▸ **TASK REQUIREMENTS**
Search the records below for the string "foliage", and report each line that contains it.

▸ **Referring expression pointing data**
◇ ◇ ◇
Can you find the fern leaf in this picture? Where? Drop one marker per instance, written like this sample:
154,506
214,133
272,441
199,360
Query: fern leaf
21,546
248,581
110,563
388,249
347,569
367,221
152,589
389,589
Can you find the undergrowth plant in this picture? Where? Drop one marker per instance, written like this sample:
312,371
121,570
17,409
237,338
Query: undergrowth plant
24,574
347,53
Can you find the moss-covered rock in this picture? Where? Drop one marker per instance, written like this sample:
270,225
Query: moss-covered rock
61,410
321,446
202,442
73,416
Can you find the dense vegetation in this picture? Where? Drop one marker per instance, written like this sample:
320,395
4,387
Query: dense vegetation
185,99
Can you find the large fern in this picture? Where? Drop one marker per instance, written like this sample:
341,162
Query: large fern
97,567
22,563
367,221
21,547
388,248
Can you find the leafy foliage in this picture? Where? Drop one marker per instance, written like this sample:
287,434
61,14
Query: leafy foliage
◇ ◇ ◇
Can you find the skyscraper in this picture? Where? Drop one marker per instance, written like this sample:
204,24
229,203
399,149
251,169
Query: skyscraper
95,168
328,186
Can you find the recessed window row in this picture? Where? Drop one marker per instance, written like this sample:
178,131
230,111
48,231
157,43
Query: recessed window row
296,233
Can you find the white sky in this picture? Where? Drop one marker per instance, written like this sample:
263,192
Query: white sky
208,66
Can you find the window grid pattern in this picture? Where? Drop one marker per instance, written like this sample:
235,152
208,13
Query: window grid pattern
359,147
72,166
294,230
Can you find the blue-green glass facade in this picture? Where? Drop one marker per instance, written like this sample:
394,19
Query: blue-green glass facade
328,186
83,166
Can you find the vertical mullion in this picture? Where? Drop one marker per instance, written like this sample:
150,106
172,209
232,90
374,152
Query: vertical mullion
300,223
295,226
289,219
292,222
◇ ◇ ◇
▸ **OUTPUT OF THE EXERCISE**
Can you find the leafy foliage in this picture? Where? Drop one marker per instance, written like this sample:
Query: leafy foliage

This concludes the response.